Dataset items
-----

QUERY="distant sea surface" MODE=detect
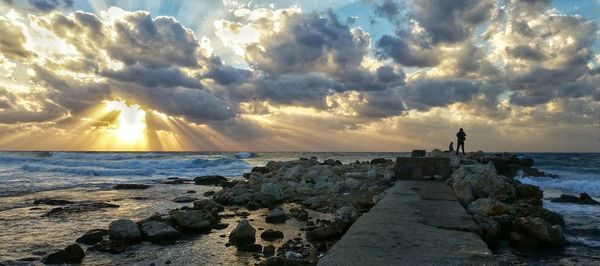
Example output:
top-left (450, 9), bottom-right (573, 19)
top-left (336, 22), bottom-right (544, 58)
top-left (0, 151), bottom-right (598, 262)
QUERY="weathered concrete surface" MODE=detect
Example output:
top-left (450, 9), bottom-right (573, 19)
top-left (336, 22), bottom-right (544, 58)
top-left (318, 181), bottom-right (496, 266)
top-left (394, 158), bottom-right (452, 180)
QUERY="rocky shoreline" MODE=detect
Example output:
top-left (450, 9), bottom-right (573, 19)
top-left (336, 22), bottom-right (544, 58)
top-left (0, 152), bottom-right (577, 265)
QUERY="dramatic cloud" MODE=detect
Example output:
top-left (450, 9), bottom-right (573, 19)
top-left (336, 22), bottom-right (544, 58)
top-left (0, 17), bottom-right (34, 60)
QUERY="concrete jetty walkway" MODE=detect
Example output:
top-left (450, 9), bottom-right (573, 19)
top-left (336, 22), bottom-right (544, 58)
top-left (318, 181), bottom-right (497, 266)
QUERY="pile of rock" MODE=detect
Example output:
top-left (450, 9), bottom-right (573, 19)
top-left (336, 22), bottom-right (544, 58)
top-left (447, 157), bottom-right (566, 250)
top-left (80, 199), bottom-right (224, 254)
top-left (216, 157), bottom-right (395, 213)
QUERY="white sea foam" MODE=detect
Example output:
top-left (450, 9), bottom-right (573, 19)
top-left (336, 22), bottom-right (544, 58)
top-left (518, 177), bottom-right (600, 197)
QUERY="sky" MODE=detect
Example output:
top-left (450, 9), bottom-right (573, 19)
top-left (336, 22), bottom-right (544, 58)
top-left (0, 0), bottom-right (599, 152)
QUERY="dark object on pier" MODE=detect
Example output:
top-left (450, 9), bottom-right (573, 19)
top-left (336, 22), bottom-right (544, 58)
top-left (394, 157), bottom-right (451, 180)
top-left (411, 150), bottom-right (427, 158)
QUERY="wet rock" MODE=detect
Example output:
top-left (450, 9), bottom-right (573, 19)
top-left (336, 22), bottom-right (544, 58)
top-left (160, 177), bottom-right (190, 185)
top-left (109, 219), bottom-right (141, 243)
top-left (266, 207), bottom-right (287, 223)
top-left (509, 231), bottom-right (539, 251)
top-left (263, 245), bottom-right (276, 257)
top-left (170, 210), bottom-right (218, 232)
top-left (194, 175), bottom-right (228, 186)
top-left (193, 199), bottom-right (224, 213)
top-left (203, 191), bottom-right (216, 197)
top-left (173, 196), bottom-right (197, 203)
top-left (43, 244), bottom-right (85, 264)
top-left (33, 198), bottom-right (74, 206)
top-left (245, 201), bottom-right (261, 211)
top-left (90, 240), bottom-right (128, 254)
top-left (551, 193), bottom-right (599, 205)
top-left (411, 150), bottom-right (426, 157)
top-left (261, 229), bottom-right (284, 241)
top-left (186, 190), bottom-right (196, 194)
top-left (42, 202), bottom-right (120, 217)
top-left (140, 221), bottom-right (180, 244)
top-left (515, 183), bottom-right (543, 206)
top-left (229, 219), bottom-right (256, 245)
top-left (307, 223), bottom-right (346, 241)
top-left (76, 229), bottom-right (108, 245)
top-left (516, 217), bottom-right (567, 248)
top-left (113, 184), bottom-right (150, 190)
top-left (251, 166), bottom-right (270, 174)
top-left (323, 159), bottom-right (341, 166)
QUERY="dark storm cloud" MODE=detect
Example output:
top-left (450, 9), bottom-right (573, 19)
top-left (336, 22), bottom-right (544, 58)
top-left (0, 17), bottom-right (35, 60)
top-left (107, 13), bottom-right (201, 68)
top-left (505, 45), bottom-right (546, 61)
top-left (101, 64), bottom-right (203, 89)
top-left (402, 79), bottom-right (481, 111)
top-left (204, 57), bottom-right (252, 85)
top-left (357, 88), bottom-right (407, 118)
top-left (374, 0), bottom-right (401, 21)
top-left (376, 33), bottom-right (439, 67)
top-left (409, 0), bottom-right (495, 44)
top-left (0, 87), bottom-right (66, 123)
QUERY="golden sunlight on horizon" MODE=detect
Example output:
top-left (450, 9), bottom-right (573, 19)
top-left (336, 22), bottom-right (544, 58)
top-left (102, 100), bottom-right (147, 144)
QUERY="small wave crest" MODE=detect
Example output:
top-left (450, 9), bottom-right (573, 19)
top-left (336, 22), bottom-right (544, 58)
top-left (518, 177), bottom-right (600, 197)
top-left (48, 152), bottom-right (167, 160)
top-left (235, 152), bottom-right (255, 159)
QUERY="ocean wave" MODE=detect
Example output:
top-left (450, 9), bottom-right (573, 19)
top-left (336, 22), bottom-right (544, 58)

-----

=== TRY IT ===
With the pictures set aside, please write out all of the records above exactly.

=== REPLY TO THE EXERCISE ===
QUERY="distant sea surface" MODE=detect
Example output:
top-left (450, 9), bottom-right (573, 19)
top-left (336, 22), bottom-right (544, 58)
top-left (0, 151), bottom-right (598, 262)
QUERY="weathered concrete surface" MODE=detect
Example output:
top-left (450, 9), bottom-right (573, 19)
top-left (336, 22), bottom-right (544, 58)
top-left (318, 181), bottom-right (496, 266)
top-left (394, 158), bottom-right (452, 180)
QUERY="rocky shoreline" MODE=detect
Example output:
top-left (450, 9), bottom-right (573, 19)
top-left (336, 22), bottom-right (544, 58)
top-left (0, 152), bottom-right (577, 265)
QUERY="dramatic cloud" MODE=detect
Example output:
top-left (450, 9), bottom-right (573, 19)
top-left (336, 22), bottom-right (544, 58)
top-left (0, 17), bottom-right (34, 60)
QUERY="concrete jetty walkway" MODE=detect
Example output:
top-left (450, 9), bottom-right (573, 19)
top-left (336, 22), bottom-right (544, 58)
top-left (318, 181), bottom-right (497, 266)
QUERY="pile of rock" MODE=detect
Example output:
top-left (450, 9), bottom-right (573, 19)
top-left (336, 22), bottom-right (544, 58)
top-left (447, 157), bottom-right (566, 250)
top-left (80, 199), bottom-right (224, 254)
top-left (216, 157), bottom-right (395, 213)
QUERY="white sea foam" MODE=detect
Example output:
top-left (450, 9), bottom-right (573, 19)
top-left (336, 22), bottom-right (544, 58)
top-left (518, 177), bottom-right (600, 197)
QUERY="sky" MODE=detect
Example output:
top-left (450, 9), bottom-right (573, 19)
top-left (336, 22), bottom-right (544, 58)
top-left (0, 0), bottom-right (599, 152)
QUERY="dark object on pier" MODE=detect
Example output:
top-left (450, 9), bottom-right (573, 19)
top-left (336, 22), bottom-right (544, 58)
top-left (394, 157), bottom-right (451, 180)
top-left (411, 150), bottom-right (427, 158)
QUERY="wet rock" MODE=detect
Example output:
top-left (450, 9), bottom-right (573, 19)
top-left (336, 22), bottom-right (544, 58)
top-left (160, 177), bottom-right (190, 185)
top-left (109, 219), bottom-right (141, 243)
top-left (266, 207), bottom-right (287, 223)
top-left (509, 231), bottom-right (539, 251)
top-left (263, 245), bottom-right (276, 257)
top-left (170, 210), bottom-right (218, 232)
top-left (194, 175), bottom-right (228, 186)
top-left (193, 199), bottom-right (224, 213)
top-left (203, 191), bottom-right (216, 197)
top-left (173, 196), bottom-right (197, 203)
top-left (43, 244), bottom-right (85, 264)
top-left (33, 198), bottom-right (74, 206)
top-left (245, 201), bottom-right (261, 211)
top-left (90, 240), bottom-right (128, 254)
top-left (551, 193), bottom-right (599, 205)
top-left (411, 150), bottom-right (426, 157)
top-left (261, 229), bottom-right (284, 241)
top-left (186, 190), bottom-right (196, 194)
top-left (42, 202), bottom-right (120, 217)
top-left (140, 221), bottom-right (180, 244)
top-left (515, 183), bottom-right (543, 206)
top-left (229, 219), bottom-right (256, 245)
top-left (307, 223), bottom-right (346, 241)
top-left (76, 229), bottom-right (108, 245)
top-left (516, 217), bottom-right (567, 248)
top-left (113, 184), bottom-right (150, 190)
top-left (251, 166), bottom-right (270, 174)
top-left (323, 159), bottom-right (341, 166)
QUERY="dark storm cloud" MODE=detect
Example output:
top-left (450, 9), bottom-right (573, 19)
top-left (336, 22), bottom-right (544, 58)
top-left (0, 17), bottom-right (35, 60)
top-left (107, 13), bottom-right (201, 68)
top-left (505, 45), bottom-right (546, 61)
top-left (101, 64), bottom-right (203, 89)
top-left (402, 79), bottom-right (481, 111)
top-left (204, 57), bottom-right (252, 85)
top-left (357, 88), bottom-right (407, 118)
top-left (374, 0), bottom-right (401, 21)
top-left (376, 33), bottom-right (439, 67)
top-left (409, 0), bottom-right (495, 44)
top-left (0, 87), bottom-right (66, 123)
QUERY="golden sunlight on horizon" MODE=detect
Example output:
top-left (450, 9), bottom-right (573, 19)
top-left (336, 22), bottom-right (544, 58)
top-left (102, 100), bottom-right (147, 144)
QUERY="small wave crest" MODE=detect
Example output:
top-left (450, 9), bottom-right (573, 19)
top-left (336, 22), bottom-right (544, 58)
top-left (518, 177), bottom-right (600, 197)
top-left (48, 152), bottom-right (167, 160)
top-left (235, 152), bottom-right (255, 159)
QUERY="ocean wave" MODE=detect
Example output:
top-left (450, 9), bottom-right (573, 19)
top-left (336, 22), bottom-right (544, 58)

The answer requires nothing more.